▶ PROBLEM DETAILS: Pull out the lines below without changing them, starting with the line that contains "the white and" and running through the final line, both included.

══════════

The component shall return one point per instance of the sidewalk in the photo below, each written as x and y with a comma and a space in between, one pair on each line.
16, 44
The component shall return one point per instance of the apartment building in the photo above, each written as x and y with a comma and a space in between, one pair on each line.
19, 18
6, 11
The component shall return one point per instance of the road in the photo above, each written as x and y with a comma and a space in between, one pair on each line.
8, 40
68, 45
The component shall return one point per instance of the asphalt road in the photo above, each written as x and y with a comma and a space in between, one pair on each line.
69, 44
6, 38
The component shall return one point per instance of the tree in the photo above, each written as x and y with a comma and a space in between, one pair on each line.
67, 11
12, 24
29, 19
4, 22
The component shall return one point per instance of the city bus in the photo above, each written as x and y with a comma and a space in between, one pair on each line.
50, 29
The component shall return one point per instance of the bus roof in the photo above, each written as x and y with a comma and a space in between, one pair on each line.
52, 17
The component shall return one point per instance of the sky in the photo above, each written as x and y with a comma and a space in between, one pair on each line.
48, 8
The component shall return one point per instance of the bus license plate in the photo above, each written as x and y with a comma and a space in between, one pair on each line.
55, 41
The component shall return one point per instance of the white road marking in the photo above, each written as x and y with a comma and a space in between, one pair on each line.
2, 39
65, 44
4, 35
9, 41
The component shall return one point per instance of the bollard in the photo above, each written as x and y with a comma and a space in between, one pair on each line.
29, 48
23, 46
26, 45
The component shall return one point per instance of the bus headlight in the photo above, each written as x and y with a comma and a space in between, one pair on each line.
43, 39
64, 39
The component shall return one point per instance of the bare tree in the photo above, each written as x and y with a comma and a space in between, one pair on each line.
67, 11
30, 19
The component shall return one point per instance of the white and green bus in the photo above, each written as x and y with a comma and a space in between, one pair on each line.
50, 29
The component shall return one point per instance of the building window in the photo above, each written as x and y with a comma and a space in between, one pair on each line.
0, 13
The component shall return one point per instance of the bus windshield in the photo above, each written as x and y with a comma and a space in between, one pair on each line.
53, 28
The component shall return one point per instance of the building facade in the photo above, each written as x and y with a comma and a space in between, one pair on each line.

══════════

▶ SOLUTION:
The component shall return one point per instance of the white and green bus in the photo above, each written as x and y with a comma and a space in between, one pair on each line.
50, 29
The component shall return one point per instance of the building window in the photo above, each written as x and y with a comma and a space in between, one pair on each line.
0, 13
The component shall return one point per instance of the bus windshield in the photo above, each written as x and y with a comma and a space in between, one pair on each line.
53, 28
The component shall return one point per instance of the building facade in the photo above, each written as x and y with a comma and a space in between, one pair on each line.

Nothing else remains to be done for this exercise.